***** Extracted entries
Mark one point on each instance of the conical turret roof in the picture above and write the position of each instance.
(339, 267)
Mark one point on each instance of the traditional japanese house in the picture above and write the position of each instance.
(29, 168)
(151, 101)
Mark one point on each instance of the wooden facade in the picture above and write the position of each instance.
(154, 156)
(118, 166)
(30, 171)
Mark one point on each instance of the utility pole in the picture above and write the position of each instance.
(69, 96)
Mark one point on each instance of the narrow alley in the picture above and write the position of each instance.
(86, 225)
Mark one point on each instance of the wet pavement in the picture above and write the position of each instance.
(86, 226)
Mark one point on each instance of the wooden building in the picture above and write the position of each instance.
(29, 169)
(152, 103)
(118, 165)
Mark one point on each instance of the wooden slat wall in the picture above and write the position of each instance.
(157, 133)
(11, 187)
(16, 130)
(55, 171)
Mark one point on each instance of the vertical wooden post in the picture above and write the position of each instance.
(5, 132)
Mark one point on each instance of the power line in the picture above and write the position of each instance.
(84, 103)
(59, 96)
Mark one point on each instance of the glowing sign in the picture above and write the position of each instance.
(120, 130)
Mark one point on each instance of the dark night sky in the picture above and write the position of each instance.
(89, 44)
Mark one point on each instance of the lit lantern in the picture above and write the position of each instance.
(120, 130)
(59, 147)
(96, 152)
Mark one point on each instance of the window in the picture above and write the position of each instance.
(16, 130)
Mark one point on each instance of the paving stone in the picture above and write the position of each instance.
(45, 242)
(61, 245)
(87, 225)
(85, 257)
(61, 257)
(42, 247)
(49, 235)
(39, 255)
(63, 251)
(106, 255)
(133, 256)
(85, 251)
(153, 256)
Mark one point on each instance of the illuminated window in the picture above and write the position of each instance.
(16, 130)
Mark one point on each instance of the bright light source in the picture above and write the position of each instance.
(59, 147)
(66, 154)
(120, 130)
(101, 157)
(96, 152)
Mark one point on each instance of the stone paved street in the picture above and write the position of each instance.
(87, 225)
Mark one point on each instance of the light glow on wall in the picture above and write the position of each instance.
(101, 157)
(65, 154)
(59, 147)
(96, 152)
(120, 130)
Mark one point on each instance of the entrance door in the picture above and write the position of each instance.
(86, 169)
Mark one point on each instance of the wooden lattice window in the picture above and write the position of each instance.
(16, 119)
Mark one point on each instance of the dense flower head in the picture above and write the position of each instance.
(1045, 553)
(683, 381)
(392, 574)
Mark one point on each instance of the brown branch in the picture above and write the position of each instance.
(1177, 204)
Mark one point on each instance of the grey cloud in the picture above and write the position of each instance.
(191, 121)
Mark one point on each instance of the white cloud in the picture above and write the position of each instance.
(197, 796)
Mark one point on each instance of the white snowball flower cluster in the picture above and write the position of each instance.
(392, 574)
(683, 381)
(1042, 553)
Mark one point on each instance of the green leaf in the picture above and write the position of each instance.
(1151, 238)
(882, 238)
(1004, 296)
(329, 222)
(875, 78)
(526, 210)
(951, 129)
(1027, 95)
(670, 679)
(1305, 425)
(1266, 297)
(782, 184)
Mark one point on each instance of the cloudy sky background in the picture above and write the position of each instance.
**********
*Problem description*.
Give exactly, and nothing besides, the lines from the one in which "Mark one point on each instance of the grey" occurs through the end of the records.

*Written answer*.
Mark one point on each instance of the grey cloud in the picture above and write the position of each instance.
(191, 121)
Mark one point on each instance of the white cloud in the picture above and write the position of each instance.
(197, 796)
Mark one point on each instance of the white snowball flower cluster in the picture above and write the position of each instance.
(392, 574)
(683, 381)
(1042, 553)
Mark one point on each instance of the green leaf in the picture above and write the position of each instance.
(1151, 238)
(882, 238)
(1004, 296)
(329, 222)
(875, 78)
(526, 210)
(951, 129)
(1027, 95)
(670, 679)
(1305, 425)
(1266, 297)
(782, 184)
Mark one point on each instance of the cloudy sky background in the picture above and write the position of each instance.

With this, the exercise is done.